### ABOUT THIS EXERCISE
All of the data that follows should be written out exactly.

━━━ DATA FOR THE TASK

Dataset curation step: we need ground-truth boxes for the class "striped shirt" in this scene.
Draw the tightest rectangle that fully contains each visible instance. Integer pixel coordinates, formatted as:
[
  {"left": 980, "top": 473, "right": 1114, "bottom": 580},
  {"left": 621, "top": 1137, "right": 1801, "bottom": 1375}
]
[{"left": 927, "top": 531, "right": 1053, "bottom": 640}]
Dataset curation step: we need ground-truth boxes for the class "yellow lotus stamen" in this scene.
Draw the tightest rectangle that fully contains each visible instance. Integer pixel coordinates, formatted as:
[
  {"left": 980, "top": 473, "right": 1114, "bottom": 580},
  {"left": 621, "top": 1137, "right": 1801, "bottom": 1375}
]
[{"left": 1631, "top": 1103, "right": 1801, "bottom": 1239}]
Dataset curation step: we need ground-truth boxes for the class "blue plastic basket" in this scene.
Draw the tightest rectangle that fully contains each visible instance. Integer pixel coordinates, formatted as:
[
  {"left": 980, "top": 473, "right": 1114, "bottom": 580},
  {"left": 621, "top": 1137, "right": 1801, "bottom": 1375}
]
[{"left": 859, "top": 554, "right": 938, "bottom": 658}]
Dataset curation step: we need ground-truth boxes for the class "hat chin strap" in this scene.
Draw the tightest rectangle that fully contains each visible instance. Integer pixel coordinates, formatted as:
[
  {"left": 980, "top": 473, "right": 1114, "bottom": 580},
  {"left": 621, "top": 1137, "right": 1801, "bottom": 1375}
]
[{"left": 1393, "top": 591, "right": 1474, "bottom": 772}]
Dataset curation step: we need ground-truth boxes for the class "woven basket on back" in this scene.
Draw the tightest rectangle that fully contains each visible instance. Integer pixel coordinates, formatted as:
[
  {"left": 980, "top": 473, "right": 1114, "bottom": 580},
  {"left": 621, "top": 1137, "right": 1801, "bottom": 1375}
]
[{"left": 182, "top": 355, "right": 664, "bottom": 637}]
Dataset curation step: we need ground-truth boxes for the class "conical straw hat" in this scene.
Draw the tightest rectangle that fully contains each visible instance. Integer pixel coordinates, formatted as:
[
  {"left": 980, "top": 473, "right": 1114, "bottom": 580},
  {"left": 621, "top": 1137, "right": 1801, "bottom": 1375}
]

━━━━━━

### RESULT FOR THIS TASK
Dataset curation step: we need ground-truth boxes for the class "striped shirt" in this scene.
Draw the tightest rectangle that fully contains each visible instance. Integer pixel coordinates, formatted as:
[
  {"left": 980, "top": 473, "right": 1114, "bottom": 580},
  {"left": 621, "top": 1137, "right": 1801, "bottom": 1375}
]
[{"left": 927, "top": 531, "right": 1053, "bottom": 640}]
Dataset curation step: we need ground-truth boxes for the class "yellow lotus stamen" in this scene.
Draw the tightest rectangle that fully contains each visible instance. Integer pixel coordinates, formatted as:
[
  {"left": 980, "top": 473, "right": 1114, "bottom": 580},
  {"left": 621, "top": 1137, "right": 1801, "bottom": 1375}
]
[{"left": 1631, "top": 1103, "right": 1801, "bottom": 1239}]
Dataset curation step: we need ground-truth boxes for the class "blue plastic basket" in this scene.
Draw the tightest rectangle that fully contains each visible instance. Integer pixel coordinates, formatted as:
[
  {"left": 980, "top": 473, "right": 1114, "bottom": 580},
  {"left": 621, "top": 1137, "right": 1801, "bottom": 1375}
]
[{"left": 859, "top": 554, "right": 938, "bottom": 658}]
Dataset curation step: we need ground-truth boxes for the class "hat chin strap" in this scene.
Draw the tightest rectangle that fully contains each visible instance. Integer pixel coordinates, formatted as:
[
  {"left": 980, "top": 473, "right": 1114, "bottom": 580},
  {"left": 621, "top": 1137, "right": 1801, "bottom": 1375}
]
[{"left": 1393, "top": 591, "right": 1474, "bottom": 772}]
Dataset curation step: we need ground-truth boxes for the class "woven basket on back" in this scene.
Draw the tightest rectangle that fully contains each visible instance. Integer pixel coordinates, formatted as:
[
  {"left": 980, "top": 473, "right": 1114, "bottom": 580},
  {"left": 621, "top": 1137, "right": 1801, "bottom": 1375}
]
[{"left": 182, "top": 355, "right": 664, "bottom": 637}]
Dataset curation step: we need ground-truth boxes for the class "conical straw hat" in this scene.
Draw the tightest rectangle that fully contains each visible instance. Integer pixel coordinates, formatted as:
[
  {"left": 980, "top": 473, "right": 1114, "bottom": 580},
  {"left": 621, "top": 1137, "right": 1801, "bottom": 1375}
]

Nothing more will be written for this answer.